Short problem
State how many lines of the data contain the string "blue", with letter case taken into account. Give only the number.

Stored rows
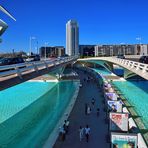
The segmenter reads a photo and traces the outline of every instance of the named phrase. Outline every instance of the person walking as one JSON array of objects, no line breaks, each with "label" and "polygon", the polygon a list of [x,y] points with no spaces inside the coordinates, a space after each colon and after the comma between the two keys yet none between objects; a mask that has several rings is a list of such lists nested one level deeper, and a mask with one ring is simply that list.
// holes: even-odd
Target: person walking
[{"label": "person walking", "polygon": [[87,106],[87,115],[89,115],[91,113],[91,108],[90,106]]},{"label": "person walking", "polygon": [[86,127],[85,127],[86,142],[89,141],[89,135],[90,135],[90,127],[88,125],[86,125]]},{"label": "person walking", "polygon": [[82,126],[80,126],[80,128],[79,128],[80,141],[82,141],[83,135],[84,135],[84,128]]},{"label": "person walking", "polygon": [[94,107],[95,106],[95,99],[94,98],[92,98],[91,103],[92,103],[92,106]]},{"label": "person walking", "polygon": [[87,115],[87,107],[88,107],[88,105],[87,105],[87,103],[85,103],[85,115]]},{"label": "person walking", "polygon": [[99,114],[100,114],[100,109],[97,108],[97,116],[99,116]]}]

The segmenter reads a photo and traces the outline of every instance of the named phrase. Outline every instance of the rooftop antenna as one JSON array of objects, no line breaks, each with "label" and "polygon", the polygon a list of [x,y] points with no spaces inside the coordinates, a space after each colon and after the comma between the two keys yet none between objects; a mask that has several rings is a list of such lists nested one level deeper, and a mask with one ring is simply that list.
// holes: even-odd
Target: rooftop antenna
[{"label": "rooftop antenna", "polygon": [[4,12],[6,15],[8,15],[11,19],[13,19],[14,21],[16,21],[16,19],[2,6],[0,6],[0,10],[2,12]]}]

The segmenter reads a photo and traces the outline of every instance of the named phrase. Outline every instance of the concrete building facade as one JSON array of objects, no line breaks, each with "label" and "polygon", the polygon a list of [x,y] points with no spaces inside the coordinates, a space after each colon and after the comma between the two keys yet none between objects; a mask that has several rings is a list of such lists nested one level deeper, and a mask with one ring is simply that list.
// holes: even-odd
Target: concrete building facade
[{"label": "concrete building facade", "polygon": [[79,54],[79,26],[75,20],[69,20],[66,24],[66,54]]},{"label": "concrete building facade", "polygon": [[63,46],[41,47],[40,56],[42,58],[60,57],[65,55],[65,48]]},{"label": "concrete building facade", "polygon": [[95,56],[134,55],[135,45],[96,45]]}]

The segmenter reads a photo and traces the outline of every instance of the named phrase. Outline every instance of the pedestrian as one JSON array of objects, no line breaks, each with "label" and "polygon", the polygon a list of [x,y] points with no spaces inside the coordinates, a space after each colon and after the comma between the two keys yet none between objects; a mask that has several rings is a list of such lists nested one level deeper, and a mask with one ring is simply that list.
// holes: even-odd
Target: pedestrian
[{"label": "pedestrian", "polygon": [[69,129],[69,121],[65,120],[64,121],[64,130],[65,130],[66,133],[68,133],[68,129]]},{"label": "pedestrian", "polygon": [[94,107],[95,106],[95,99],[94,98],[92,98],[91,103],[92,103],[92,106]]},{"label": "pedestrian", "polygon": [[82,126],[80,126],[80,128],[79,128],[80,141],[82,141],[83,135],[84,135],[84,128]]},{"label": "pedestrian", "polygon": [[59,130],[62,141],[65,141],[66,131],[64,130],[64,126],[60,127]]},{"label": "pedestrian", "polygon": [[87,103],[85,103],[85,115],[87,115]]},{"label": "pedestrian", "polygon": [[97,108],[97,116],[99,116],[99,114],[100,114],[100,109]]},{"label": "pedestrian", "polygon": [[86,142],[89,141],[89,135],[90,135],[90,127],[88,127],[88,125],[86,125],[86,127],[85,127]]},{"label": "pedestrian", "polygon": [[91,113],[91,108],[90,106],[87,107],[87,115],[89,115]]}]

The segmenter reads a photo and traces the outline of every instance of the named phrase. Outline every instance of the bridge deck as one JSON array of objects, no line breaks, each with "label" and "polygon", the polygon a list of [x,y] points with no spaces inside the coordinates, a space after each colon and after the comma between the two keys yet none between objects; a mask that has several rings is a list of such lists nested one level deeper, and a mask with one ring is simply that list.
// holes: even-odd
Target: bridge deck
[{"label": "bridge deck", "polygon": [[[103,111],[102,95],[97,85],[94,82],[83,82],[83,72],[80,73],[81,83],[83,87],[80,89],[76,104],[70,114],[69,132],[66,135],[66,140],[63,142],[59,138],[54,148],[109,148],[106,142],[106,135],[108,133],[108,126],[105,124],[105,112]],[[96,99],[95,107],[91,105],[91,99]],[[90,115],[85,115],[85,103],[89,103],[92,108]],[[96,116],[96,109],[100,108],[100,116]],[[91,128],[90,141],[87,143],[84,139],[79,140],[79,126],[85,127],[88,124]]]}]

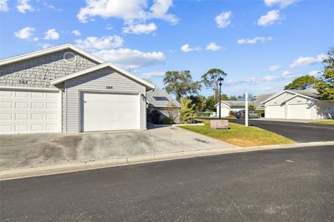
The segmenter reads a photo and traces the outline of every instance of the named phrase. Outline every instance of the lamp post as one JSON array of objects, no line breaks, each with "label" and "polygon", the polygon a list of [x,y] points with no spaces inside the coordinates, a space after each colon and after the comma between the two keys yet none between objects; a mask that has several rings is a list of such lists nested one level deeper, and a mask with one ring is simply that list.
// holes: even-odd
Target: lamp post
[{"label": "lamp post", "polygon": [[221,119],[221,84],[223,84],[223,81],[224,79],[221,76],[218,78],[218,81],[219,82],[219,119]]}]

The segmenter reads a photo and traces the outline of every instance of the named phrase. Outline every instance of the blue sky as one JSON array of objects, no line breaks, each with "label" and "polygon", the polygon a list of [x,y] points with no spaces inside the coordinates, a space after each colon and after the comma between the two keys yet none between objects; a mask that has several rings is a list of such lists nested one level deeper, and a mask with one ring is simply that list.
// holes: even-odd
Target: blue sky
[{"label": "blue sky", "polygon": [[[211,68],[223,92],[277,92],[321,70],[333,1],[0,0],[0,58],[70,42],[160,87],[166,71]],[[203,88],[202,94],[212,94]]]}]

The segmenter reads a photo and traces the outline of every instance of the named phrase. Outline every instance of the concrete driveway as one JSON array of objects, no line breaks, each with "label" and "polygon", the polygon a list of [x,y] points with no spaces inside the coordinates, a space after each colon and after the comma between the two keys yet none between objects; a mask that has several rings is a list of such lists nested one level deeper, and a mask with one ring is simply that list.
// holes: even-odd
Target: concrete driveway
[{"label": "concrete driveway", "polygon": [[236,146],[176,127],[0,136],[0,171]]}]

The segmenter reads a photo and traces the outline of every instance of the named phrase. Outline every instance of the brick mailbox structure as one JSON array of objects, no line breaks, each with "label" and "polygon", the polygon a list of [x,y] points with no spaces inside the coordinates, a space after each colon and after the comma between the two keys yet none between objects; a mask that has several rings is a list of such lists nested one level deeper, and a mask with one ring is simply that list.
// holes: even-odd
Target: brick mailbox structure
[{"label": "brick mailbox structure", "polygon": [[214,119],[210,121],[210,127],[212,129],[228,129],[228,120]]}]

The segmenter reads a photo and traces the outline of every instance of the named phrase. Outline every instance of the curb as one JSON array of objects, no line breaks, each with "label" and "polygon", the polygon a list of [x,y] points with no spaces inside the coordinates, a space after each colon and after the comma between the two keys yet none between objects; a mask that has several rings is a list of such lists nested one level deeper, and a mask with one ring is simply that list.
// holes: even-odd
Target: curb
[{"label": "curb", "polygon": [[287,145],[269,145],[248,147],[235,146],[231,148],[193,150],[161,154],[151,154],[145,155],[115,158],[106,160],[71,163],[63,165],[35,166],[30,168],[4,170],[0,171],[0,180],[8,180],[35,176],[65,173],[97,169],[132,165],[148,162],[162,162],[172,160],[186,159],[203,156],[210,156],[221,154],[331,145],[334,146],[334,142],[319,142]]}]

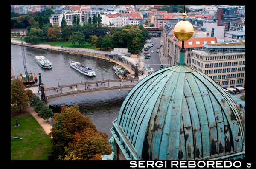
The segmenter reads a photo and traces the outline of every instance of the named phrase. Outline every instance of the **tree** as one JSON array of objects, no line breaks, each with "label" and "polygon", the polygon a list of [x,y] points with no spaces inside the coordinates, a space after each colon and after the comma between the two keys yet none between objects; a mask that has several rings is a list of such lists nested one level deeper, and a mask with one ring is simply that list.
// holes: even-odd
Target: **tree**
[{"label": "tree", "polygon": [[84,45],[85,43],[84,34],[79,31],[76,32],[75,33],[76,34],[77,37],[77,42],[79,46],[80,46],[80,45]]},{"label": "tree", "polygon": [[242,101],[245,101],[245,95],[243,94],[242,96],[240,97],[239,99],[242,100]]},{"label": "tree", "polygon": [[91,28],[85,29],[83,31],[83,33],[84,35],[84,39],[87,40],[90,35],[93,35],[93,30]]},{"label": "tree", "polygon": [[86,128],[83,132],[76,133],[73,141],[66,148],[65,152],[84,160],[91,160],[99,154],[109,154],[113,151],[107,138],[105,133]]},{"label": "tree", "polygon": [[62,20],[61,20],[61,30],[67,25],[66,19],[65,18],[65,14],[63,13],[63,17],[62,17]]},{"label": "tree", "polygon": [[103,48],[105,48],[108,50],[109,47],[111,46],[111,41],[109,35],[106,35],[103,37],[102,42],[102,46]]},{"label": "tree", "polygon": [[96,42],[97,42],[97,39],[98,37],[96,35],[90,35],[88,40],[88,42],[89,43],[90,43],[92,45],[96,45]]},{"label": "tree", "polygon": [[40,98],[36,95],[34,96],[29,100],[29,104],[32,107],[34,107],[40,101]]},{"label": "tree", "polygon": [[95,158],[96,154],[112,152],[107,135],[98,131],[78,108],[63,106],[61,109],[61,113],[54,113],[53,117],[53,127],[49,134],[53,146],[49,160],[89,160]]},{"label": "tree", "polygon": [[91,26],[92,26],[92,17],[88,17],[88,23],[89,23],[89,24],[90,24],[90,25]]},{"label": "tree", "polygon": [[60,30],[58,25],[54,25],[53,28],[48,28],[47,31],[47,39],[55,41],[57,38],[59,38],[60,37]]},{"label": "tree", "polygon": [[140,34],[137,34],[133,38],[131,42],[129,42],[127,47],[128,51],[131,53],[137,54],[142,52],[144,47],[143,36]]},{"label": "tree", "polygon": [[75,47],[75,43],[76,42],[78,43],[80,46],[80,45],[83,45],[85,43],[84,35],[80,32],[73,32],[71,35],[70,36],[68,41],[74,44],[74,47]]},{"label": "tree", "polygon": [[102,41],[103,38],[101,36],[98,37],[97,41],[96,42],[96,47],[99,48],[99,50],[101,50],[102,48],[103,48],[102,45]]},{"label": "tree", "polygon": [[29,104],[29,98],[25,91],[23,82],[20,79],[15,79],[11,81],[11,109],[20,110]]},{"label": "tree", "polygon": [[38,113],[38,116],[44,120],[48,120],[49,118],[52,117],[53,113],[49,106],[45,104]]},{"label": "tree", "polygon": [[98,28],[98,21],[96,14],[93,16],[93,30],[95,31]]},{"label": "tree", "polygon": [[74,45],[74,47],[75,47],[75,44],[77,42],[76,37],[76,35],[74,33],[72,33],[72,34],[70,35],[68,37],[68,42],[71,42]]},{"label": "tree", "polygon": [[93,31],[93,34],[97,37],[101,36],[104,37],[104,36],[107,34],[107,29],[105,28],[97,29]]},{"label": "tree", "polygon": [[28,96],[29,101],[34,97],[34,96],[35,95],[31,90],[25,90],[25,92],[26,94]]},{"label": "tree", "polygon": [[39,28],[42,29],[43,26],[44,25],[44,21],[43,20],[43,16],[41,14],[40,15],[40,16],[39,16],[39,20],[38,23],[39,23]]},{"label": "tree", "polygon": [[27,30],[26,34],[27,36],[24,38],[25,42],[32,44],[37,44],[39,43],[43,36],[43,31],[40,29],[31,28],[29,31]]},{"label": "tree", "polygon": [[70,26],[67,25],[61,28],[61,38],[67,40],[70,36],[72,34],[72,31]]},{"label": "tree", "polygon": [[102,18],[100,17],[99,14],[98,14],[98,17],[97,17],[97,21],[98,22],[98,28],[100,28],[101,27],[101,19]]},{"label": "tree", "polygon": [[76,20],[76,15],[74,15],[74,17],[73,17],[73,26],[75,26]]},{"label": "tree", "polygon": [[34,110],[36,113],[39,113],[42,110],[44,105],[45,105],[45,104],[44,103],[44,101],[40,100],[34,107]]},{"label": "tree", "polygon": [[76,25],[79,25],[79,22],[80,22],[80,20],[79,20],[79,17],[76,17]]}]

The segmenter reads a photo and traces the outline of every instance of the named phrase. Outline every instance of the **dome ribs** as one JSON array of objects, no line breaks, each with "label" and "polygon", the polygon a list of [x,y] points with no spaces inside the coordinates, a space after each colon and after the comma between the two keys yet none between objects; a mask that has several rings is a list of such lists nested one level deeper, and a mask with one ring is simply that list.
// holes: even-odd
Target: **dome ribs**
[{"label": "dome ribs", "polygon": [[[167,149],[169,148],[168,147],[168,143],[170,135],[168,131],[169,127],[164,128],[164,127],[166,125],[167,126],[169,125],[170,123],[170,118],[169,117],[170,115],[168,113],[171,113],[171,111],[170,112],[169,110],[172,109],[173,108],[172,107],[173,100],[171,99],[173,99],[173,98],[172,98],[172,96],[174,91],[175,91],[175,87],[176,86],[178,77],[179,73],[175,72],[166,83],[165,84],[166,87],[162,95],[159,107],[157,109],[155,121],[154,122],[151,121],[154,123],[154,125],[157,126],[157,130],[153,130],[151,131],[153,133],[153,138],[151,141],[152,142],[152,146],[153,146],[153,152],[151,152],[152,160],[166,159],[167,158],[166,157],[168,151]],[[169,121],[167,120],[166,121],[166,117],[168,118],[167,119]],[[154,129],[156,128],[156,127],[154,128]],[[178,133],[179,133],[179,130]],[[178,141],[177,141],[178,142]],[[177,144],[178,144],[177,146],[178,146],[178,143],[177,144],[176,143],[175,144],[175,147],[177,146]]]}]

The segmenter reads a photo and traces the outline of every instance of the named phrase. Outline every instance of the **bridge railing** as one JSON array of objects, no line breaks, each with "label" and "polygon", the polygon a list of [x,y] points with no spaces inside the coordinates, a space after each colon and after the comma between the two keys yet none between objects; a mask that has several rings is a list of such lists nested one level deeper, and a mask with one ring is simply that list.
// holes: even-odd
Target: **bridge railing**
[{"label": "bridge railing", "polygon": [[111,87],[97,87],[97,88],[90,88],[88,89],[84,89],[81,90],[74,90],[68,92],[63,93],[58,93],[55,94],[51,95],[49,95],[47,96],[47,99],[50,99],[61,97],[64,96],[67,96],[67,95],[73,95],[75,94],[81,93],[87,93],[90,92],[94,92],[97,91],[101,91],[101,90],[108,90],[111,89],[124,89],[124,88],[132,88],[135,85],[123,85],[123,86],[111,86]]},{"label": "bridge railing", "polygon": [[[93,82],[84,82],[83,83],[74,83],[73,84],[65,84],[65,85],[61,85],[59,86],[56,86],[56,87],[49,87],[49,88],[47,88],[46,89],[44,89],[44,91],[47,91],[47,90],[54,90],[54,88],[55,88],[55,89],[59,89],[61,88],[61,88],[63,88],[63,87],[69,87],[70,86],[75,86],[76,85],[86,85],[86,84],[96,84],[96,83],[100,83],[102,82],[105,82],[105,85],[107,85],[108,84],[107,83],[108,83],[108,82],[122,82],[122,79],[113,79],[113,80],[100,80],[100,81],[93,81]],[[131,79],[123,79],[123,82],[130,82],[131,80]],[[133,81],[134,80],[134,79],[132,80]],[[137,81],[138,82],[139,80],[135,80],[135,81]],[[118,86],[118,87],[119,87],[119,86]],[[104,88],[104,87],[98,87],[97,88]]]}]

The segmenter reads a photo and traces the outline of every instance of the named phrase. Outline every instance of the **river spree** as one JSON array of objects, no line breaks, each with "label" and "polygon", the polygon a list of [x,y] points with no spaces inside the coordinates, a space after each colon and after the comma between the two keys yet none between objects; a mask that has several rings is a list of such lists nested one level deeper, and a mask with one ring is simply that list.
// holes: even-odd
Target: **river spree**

Correct response
3